また、クライアントができなかった課題解決にお金を払ってまでコンサルタントに依頼しているので、その依頼に対してプロフェッショナルとして責任を果たす能力(コミットメント力)は非常に重要です。このようなマインドを持てないコンサルタントに今後の成長は期待できないでしょう。
スキル習得のポイント
- 自身のアウトプット(成果)が対価に見合っているか自問自答する
- チャレンジする
→自分が頑張らないと誰も助けてくれない環境を自ら作る。 - 失敗や挫折を経験する
→苦しい過酷な経験をするたびに一皮むける。
【筆者体験談】業務を通じて感じたこと
ここからは筆者の体験に基づいてコンサルタントの業務について感じたことをお話しいたします。
コンサルタントになる前と後のギャップ
一言で言うと「コンサルってこんなに泥臭いんだ」ですね。
なる前は、クライアントからの相談にぱっと解決してプレゼンも颯爽とやってとスマートなイメージがあったのですが、数字の集計・分析から、インタビューの整理まで細かく緻密な作業が盛りだくさんです。何かを提案するためにはその裏取りとなるファクトや数字を押さえないといけないので必要なことですし、そこから得られる気づきも大いにあるので重要性は高いのですが、「細かい作業が多いなぁ」が最初の印象でした。
入社してみて、こういうスキルも必要だ!と痛感したエピソード
私が必要と感じたスキルは、
「見せ方・見え方をよくする(工夫する)」スキルです。
あるクライアントの現場向け説明会を担当したときに、出席者から質問を受けたのですが準備していない質問だったので、どぎまぎしてしまい、固まってしまいました。その様子を見ていた上司から
「間違っていてもいいから何か答えなさい、フォローするから。本当に分からなかったら『後で調べて回答します』でもいいので、自信満々に振る舞いなさい」とご指摘いただきました。
——
課題 A ▸
記録のうち、語「green」を含む行をすべて抜き出しなさい。

物体の点ラベル ▸
——
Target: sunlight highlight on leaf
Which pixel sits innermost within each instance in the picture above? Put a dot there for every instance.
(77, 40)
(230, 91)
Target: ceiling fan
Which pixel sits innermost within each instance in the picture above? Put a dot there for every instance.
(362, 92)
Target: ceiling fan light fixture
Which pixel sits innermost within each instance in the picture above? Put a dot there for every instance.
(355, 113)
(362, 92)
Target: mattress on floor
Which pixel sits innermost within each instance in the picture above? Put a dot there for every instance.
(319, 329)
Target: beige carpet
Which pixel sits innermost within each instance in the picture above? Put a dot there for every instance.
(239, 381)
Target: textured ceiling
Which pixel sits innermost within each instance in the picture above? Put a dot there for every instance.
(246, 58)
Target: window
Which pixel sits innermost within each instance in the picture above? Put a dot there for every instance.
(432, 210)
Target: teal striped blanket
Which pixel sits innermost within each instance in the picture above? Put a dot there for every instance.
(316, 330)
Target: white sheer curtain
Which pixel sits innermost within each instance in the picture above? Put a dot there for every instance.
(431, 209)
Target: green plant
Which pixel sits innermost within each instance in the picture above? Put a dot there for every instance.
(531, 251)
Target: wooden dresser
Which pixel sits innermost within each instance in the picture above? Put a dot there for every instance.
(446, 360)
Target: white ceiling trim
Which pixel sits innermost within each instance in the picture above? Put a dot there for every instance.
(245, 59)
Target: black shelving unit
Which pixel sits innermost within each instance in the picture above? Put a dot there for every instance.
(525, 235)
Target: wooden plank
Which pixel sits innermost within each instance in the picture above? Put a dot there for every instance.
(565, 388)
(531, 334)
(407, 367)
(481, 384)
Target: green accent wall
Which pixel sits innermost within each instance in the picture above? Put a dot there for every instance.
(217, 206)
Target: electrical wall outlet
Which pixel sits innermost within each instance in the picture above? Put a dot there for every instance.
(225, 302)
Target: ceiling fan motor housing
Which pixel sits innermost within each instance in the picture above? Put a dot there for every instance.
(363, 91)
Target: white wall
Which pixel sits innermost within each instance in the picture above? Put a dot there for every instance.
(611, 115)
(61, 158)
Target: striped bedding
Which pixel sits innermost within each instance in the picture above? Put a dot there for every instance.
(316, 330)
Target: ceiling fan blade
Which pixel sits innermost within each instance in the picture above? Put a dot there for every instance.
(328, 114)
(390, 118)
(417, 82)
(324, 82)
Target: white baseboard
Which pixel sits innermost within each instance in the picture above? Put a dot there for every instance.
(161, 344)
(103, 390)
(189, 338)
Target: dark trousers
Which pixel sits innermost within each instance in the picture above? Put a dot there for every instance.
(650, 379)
——
課題 B ▸
本文の内容を三文で要約しなさい。

完全な解答 A ▸
Target: green plant
Target: green accent wall

完全な解答 B ▸
クライアントの依頼に対してプロフェッショナルとして責任を果たすコミットメント力は非常に重要です。その習得のポイントとしては、成果が対価に見合っているかを自問自答すること、チャレンジすること、失敗や挫折を経験することが挙げられています。筆者は、コンサルタントの仕事が想像以上に細かく緻密な作業の多い泥臭いものだと感じ、説明会で質問に答えられず固まった経験から、「見せ方・見え方をよくする」スキルの必要性を痛感しました。